SOURCE PASSAGE
Hessler’s ‘Before Columbus’ chapters focus on writing and art and archaeology.  The chapter on writing contains many fascinating ideas, such as a discussion on how only the Mayan hieroglyphs can count as a true writing system when compared with other evidence from elsewhere in the Americas.  He reflects on how quickly written Maya fell into disuse following the Conquest, even though the spoken languages survived, and explores the attitudes of the Spanish towards those they conquered to try to explain this.

The chapters on writing, printing and documents after the Spanish Conquest include remarkable extracts from the manuscripts known as Columbus’s “Book of Privileges”. These bring together a collection of legal writs, royal charters and grants which help to explain the background behind some of Columbus’s actions.  The provenance of the copies of these documents, so beautifully illustrated in this book, is a mystery story in its own right.  Other documents reviewed in these chapters shed light on the growing ethical dilemmas (which started to concern some Europeans during the sixteenth century) about how to treat native populations.

In conclusion this splendidly produced and illustrated book is much more than a mere collection of photos of 60 notable artefacts.  As well as exploring their history and provenance, it gives copious detail on the historical and social environment in which they originated.  I found it fascinating and can wholeheartedly recommend it.

DATA PROVIDED
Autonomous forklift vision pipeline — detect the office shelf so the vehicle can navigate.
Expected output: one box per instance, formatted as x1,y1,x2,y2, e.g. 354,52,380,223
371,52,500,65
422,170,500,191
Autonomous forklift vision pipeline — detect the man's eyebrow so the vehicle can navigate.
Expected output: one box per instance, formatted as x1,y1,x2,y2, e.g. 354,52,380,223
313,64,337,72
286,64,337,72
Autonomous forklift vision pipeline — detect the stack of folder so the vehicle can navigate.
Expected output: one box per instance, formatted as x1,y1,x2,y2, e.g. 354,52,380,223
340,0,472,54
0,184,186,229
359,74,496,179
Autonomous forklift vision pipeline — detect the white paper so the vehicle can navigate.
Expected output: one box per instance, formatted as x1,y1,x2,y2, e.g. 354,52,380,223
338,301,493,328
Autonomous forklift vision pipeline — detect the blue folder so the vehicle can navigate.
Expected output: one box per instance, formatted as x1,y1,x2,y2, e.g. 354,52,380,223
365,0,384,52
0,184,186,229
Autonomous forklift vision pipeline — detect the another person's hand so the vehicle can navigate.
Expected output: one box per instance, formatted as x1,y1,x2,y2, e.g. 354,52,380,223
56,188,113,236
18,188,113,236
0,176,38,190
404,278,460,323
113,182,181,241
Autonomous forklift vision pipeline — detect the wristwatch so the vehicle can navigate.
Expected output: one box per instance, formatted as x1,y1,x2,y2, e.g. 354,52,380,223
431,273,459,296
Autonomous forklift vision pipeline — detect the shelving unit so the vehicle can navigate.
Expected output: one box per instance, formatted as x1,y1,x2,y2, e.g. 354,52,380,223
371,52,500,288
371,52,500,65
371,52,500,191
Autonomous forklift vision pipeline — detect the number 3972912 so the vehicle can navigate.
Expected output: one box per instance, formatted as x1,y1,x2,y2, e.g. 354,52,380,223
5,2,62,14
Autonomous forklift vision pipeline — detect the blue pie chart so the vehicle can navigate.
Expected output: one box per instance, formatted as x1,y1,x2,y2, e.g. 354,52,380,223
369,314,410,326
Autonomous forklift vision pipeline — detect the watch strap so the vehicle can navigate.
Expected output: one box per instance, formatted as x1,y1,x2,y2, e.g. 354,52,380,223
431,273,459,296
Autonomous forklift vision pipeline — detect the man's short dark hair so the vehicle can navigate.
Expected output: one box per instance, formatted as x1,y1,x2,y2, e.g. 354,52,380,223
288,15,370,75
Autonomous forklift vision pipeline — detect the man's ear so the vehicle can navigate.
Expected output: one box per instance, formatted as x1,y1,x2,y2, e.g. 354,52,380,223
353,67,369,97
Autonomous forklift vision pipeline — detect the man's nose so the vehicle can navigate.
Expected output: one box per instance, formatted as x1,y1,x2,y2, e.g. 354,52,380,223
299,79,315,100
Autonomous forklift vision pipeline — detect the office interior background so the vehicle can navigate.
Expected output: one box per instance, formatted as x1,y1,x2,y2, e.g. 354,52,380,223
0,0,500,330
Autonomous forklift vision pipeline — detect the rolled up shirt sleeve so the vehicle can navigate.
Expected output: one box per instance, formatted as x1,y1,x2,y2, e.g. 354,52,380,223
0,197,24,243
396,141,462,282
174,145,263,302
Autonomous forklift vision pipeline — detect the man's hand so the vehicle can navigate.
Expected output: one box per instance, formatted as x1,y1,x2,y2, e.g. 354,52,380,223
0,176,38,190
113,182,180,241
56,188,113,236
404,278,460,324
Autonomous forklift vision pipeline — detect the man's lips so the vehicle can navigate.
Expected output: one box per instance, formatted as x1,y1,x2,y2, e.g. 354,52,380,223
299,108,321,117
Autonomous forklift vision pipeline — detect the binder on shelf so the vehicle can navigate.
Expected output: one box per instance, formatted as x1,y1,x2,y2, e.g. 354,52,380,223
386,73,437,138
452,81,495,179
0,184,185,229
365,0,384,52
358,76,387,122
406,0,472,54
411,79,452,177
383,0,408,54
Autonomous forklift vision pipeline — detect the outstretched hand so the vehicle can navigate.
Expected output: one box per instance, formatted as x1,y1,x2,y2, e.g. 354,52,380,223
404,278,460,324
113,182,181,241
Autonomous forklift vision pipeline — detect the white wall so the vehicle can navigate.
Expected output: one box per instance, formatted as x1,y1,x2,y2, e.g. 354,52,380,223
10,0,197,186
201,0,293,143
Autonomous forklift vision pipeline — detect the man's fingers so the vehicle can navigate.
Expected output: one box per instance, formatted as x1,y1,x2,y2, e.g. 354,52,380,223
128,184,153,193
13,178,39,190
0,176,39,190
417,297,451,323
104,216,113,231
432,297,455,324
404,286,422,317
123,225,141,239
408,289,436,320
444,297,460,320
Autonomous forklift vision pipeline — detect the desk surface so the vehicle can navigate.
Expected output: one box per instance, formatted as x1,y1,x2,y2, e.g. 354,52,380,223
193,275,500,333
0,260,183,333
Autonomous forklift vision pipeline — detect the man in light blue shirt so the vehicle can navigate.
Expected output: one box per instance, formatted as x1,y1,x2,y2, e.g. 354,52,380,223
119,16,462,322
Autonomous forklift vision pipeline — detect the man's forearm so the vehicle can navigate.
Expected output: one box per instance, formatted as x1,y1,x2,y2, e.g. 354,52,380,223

WRITTEN REQUEST
From the review above, reproduce word for word the stretch starting with "The chapters on" and going on through "treat native populations.".

FINISHED EXERCISE
The chapters on writing, printing and documents after the Spanish Conquest include remarkable extracts from the manuscripts known as Columbus’s “Book of Privileges”. These bring together a collection of legal writs, royal charters and grants which help to explain the background behind some of Columbus’s actions.  The provenance of the copies of these documents, so beautifully illustrated in this book, is a mystery story in its own right.  Other documents reviewed in these chapters shed light on the growing ethical dilemmas (which started to concern some Europeans during the sixteenth century) about how to treat native populations.